* BEGIN *

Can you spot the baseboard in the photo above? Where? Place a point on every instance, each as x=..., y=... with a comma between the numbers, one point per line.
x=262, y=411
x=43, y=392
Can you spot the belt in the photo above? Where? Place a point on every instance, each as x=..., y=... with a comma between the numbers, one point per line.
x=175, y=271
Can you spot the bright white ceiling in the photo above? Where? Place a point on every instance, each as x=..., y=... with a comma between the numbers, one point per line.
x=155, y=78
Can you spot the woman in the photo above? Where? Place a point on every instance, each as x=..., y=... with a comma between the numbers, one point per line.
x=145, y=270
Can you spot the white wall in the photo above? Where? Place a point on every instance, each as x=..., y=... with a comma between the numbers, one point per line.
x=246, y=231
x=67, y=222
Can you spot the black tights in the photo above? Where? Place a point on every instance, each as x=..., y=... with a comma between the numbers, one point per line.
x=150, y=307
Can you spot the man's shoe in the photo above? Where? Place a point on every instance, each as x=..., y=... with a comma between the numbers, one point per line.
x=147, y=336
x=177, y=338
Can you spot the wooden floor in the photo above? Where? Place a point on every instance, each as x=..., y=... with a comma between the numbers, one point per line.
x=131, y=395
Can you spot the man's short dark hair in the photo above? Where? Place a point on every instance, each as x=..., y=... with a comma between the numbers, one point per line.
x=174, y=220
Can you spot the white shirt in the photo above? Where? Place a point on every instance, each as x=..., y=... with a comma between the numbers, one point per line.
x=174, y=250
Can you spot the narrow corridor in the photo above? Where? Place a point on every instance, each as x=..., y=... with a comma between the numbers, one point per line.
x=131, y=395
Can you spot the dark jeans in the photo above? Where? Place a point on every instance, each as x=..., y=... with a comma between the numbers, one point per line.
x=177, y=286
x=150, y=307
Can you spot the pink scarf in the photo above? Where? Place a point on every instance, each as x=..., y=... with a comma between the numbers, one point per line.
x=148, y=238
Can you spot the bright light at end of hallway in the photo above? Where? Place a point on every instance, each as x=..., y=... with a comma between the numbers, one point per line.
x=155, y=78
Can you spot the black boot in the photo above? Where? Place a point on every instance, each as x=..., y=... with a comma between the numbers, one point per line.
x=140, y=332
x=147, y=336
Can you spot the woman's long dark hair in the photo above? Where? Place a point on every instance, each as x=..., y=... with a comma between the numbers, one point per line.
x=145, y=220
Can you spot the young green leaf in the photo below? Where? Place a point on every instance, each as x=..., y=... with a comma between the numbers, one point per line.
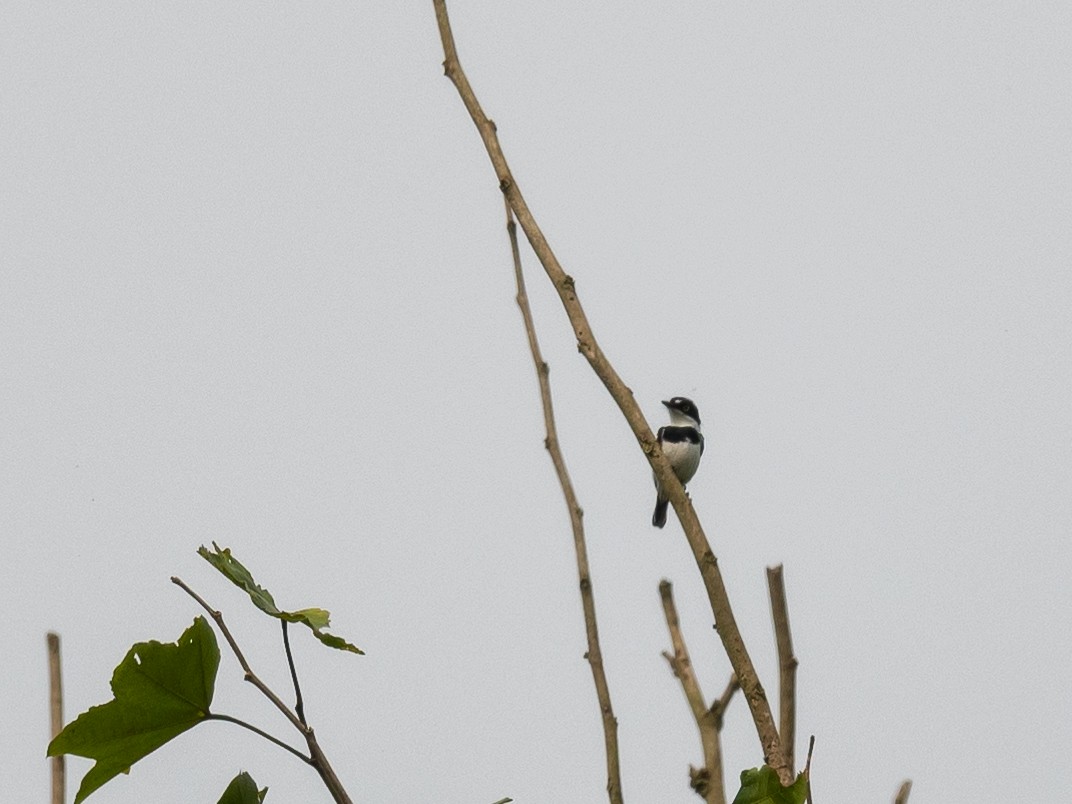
x=317, y=620
x=242, y=790
x=761, y=786
x=160, y=691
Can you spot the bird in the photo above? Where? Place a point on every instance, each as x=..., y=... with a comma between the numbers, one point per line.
x=682, y=443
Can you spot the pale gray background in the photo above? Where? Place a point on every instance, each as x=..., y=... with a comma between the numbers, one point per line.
x=254, y=288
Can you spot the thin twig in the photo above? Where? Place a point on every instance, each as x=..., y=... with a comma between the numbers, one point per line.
x=318, y=759
x=265, y=734
x=56, y=716
x=708, y=780
x=594, y=655
x=299, y=706
x=563, y=283
x=787, y=661
x=718, y=708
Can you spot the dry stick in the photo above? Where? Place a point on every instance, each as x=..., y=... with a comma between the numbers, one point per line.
x=705, y=560
x=56, y=715
x=708, y=780
x=787, y=661
x=594, y=655
x=316, y=757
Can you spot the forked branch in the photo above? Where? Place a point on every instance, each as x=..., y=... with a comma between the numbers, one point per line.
x=594, y=655
x=728, y=630
x=708, y=780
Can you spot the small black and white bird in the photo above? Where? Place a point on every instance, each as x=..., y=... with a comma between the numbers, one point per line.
x=682, y=443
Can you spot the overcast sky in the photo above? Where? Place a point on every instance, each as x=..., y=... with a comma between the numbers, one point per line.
x=254, y=288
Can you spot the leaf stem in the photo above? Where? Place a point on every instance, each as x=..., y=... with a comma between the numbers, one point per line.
x=265, y=734
x=299, y=706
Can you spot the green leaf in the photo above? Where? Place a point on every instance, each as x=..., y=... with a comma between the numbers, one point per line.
x=160, y=691
x=242, y=790
x=761, y=786
x=317, y=620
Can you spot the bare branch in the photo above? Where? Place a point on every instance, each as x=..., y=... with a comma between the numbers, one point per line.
x=56, y=716
x=705, y=560
x=787, y=661
x=594, y=655
x=708, y=780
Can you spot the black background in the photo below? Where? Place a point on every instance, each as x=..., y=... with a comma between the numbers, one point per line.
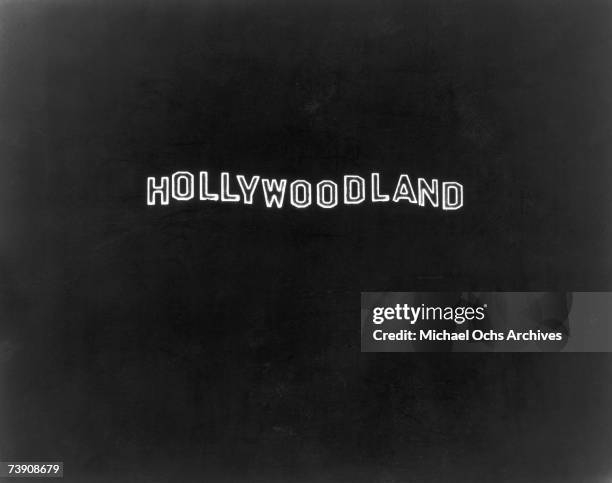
x=207, y=342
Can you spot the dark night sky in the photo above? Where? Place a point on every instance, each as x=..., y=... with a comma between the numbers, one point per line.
x=222, y=342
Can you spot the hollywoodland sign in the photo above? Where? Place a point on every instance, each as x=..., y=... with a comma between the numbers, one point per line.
x=184, y=186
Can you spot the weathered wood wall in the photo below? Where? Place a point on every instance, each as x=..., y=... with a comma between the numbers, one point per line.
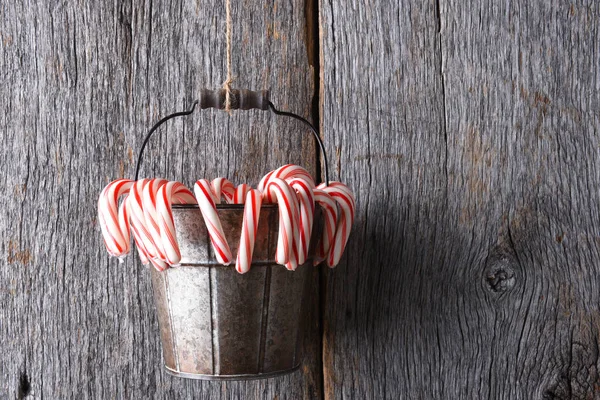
x=82, y=82
x=468, y=130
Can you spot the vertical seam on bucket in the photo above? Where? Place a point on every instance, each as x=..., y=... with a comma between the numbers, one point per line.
x=213, y=326
x=173, y=340
x=265, y=319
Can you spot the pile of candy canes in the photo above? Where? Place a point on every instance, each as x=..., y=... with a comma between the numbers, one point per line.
x=145, y=212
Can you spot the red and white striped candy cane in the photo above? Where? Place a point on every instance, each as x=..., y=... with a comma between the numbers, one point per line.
x=287, y=251
x=141, y=236
x=306, y=198
x=286, y=172
x=239, y=196
x=207, y=203
x=223, y=188
x=167, y=194
x=149, y=193
x=113, y=219
x=139, y=226
x=347, y=205
x=330, y=216
x=249, y=227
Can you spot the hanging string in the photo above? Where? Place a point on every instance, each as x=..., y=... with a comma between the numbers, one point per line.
x=229, y=80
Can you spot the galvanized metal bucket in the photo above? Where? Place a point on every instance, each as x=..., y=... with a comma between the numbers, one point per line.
x=218, y=324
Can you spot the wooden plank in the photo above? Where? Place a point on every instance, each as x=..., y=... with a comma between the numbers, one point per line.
x=469, y=132
x=81, y=84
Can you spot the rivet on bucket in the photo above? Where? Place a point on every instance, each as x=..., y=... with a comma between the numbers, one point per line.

* END *

> EXERCISE DESCRIPTION
Repeat the records in full, exactly as they appear, without the pictures.

> OUTPUT FOR THIS EXERCISE
Can you spot the baseboard in the photo above? Where? Place a point on every instance, each as x=..., y=... with a comma between the numbers, one point per line.
x=262, y=411
x=43, y=392
Can you spot the belt in the photo above? Where? Place a point on every instance, each as x=..., y=... with a comma between the numbers, one point per line.
x=175, y=271
Can you spot the bright white ceiling in the photo above? Where? Place a point on every instance, each as x=..., y=... with a comma between the numbers, one point per line.
x=155, y=78
Can you spot the woman in the photo above? Where? Place a point on every instance, each as x=..., y=... with a comma between the numbers, one point per line.
x=145, y=270
Can you spot the white wall in the photo above? Where? Place a point on every instance, each as x=..., y=... with a comma between the numbers, one point per line.
x=246, y=231
x=67, y=222
Can you spot the black tights in the photo above? Where? Place a point on every instance, each as x=..., y=... with a comma between the numbers, one point per line.
x=150, y=307
Can you spot the man's shoe in the photo above? Where? Place a point on every instance, each as x=..., y=... with a comma between the numbers, one point per line.
x=147, y=336
x=177, y=338
Can you spot the wooden floor in the photo above? Where? Place a point on every instance, each as x=..., y=... with a comma between the numbers, one point per line.
x=131, y=395
Can you spot the man's short dark hair in the photo above? Where? Place a point on every instance, each as x=..., y=... with a comma between the numbers, one point per line.
x=174, y=220
Can you spot the white shirt in the photo above? Where? Place a point on every instance, each as x=..., y=... with a comma between the numbers, one point per line.
x=174, y=250
Can you spot the narrow corridor in the photo above? Where? Place a point on every instance, each as x=..., y=... with a comma between the numbers, one point per line.
x=131, y=395
Can you spot the dark jeans in the photo above? Where? Place a point on every instance, each as x=..., y=... with a comma between the numbers, one point per line.
x=177, y=286
x=150, y=307
Can you spot the pink scarf in the photo above? Where? Place a point on every instance, each as x=..., y=... with a comma between the numbers, one point per line.
x=148, y=238
Can you spot the bright light at end of hallway in the photo above? Where? Place a point on every instance, each as x=..., y=... with a comma between the numbers, one point per line.
x=155, y=78
Can you spot the black boot in the photo above? Where? Place a point on every instance, each as x=..., y=... with a comma between the numbers, one point per line.
x=140, y=332
x=147, y=336
Can you spot the woman's long dark hair in the photo above? Where? Place a point on every instance, each as x=..., y=... with a comma between the numbers, one point per line.
x=145, y=220
Can you spot the young green leaf in the photo below? Where? Place a point on every instance, each as x=..., y=... with a comma between the numbers, one point per line.
x=317, y=620
x=242, y=790
x=761, y=786
x=160, y=691
Can you spot the bird in the photo above? Where? Place a point on every instance, each as x=..., y=... with a comma between the numbers, one point per line.
x=682, y=443
Can you spot the pale gray background in the photo above? Where? Place a point on every instance, each as x=..., y=... with a comma between the numbers, one point per line.
x=254, y=288
Can you spot the thin twig in the photo above? Where? Place a point on every instance, each as x=..., y=... with a comma between the numbers, one point per line.
x=318, y=759
x=265, y=734
x=56, y=716
x=708, y=780
x=594, y=655
x=299, y=706
x=563, y=283
x=787, y=661
x=718, y=708
Can you spot the dry stick in the photo above? Where? Place a point on every instance, each as x=..., y=... with a comma between the numbers, one point per line.
x=705, y=560
x=56, y=715
x=708, y=780
x=787, y=661
x=594, y=655
x=316, y=757
Can you spot the forked branch in the photo above? Where? Place a point on every instance, each as x=..., y=... with a comma between the numbers, one point per line.
x=594, y=655
x=728, y=630
x=708, y=780
Can you spot the small black and white bird in the photo above? Where? Place a point on every instance, each as x=..., y=... with a comma between the numbers, one point per line.
x=682, y=443
Can you spot the overcast sky in the photo above? Where? Place a point on every instance, each as x=..., y=... with a comma between the numbers, one point per line.
x=254, y=288
Can you spot the leaf stem in the photo above? Where? Place a point on every instance, each as x=..., y=... with a comma between the numbers, one point per line.
x=265, y=734
x=299, y=706
Can you spot the green leaf in the photo above? Where? Place a point on every instance, each as x=..., y=... with a comma between the numbers, one point per line.
x=160, y=691
x=242, y=790
x=761, y=786
x=317, y=620
Can you spot the bare branch in the photo above? Where? Place a point on every instance, each as x=..., y=... with a comma between the numbers, one point per line.
x=56, y=716
x=705, y=560
x=787, y=661
x=594, y=655
x=708, y=780
Can you spot the black background in the photo below? Where? Place a point on every instance, each as x=..., y=... with a comma between the numbers, one point per line.
x=207, y=342
Can you spot the dark night sky in the photo above? Where? Place a point on every instance, each as x=..., y=... with a comma between the numbers, one point per line.
x=222, y=342
Can you spot the hollywoodland sign in the photo above? Where? Place a point on every instance, each as x=..., y=... with a comma between the numbers, one point per line.
x=184, y=186
Can you spot the weathered wood wall in the photo below? Where? Place a point on every instance, each as x=..., y=... with a comma between the numbers, one point per line.
x=82, y=82
x=468, y=130
Can you spot the vertical seam on bucket in the photo above? Where? Place a point on every instance, each as x=..., y=... with a comma between the numbers, one point per line.
x=213, y=326
x=173, y=340
x=265, y=319
Can you spot the pile of candy canes in the photo above? Where? Place a point on every instance, each as x=..., y=... with a comma between the numbers, one point per line.
x=145, y=212
Can you spot the red and white striped candy cane in the photo above? Where? Place a point on every instance, each as x=..., y=... with a comma between the numbers, one point per line.
x=287, y=251
x=141, y=236
x=306, y=198
x=286, y=172
x=239, y=196
x=207, y=203
x=223, y=188
x=167, y=194
x=149, y=193
x=113, y=219
x=139, y=226
x=347, y=205
x=330, y=216
x=249, y=227
Can you spot the hanging string in the photo above? Where? Place a point on every instance, each as x=..., y=... with a comma between the numbers, one point per line.
x=229, y=80
Can you spot the galvanized metal bucket in the photo above? Where? Place a point on every instance, each as x=..., y=... with a comma between the numbers, one point per line.
x=218, y=324
Can you spot the wooden plank in the photo above? Where? Place a point on every instance, each as x=..., y=... with a comma between the numbers, one point per line.
x=469, y=132
x=81, y=84
Can you spot the rivet on bucket in the photo above? Where? Place a point on every instance, each as x=..., y=... with a comma between the numbers, one point per line.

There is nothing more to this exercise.